EXERCISE DESCRIPTION: Make an exact copy of the listing below.

MATERIAL PROVIDED Block Start

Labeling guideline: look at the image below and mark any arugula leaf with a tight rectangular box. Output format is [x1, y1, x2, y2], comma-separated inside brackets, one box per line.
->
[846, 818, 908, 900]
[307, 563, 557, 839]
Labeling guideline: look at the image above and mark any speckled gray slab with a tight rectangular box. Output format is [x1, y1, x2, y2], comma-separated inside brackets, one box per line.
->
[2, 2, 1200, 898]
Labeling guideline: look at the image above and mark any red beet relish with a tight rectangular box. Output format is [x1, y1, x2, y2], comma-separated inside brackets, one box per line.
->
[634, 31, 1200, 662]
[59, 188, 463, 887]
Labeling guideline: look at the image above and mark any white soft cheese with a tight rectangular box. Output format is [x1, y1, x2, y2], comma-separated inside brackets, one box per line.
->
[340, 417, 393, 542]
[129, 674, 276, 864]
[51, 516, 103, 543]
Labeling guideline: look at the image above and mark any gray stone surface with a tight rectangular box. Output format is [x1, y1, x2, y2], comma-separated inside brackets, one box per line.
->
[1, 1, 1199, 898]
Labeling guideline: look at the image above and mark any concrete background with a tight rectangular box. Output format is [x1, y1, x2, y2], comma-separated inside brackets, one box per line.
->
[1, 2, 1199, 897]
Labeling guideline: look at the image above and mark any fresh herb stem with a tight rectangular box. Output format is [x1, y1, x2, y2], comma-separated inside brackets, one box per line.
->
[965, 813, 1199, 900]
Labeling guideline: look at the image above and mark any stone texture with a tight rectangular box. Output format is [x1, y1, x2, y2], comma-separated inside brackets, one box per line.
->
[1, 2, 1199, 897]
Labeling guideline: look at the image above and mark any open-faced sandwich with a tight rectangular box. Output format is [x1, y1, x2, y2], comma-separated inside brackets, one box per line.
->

MATERIAL PROVIDED Block End

ANSWER FOR THIS EXERCISE:
Labeling guideline: look at the image below and mark any arugula leaf with a tight rectangular box. Output format is [x1, y1, x2, y2], comma-separated inside brackets, one box per line.
->
[846, 818, 908, 900]
[307, 563, 557, 839]
Labeling guideline: look at the image above and mark any speckled gray slab with a tight rectangular box. Output format is [x1, y1, x2, y2], comma-separated inside brackets, one box per line.
->
[2, 2, 1200, 898]
Labeling guideline: look at the image above and mark any red beet relish with a tight rectangular box. Output format is [x1, y1, x2, y2], comma-separated inside brackets, one box per line.
->
[634, 31, 1200, 662]
[59, 188, 463, 887]
Labeling guideline: look at the image above and mark any white soft cheese with a tight rectangular box. Output format is [x1, y1, x2, y2], comma-separated inside brackets, one box per line.
->
[340, 417, 393, 542]
[129, 674, 276, 864]
[51, 516, 103, 543]
Labeling guideline: look at the image above and mark any gray stone surface with a tight rectangular box. Output format is [x1, y1, x2, y2], comma-separated inside brackets, one box per line.
->
[1, 1, 1199, 898]
Labeling guideline: look at the image above and mark any concrete background with a tight rectangular box. Output format is [x1, y1, x2, y2], comma-separated inside brackets, one box per line.
->
[1, 2, 1199, 897]
Labeling guideline: look at the image above and mark any fresh herb stem with a tight rectangular box. Output format is [x1, y1, x2, y2], comma-separated inside brackets, one box per line.
->
[965, 813, 1199, 900]
Labeling guideline: look at the image above and mark any stone texture with a tight rectangular box. Output format is [x1, y1, x2, y2], comma-separated inside brackets, one box per line.
->
[1, 2, 1199, 897]
Labeling guideline: look at the image above and mark any open-faced sandwich with a tight rectangular box. Output format is [x1, y1, x2, y2], comma-separated inside brackets, one box per line.
->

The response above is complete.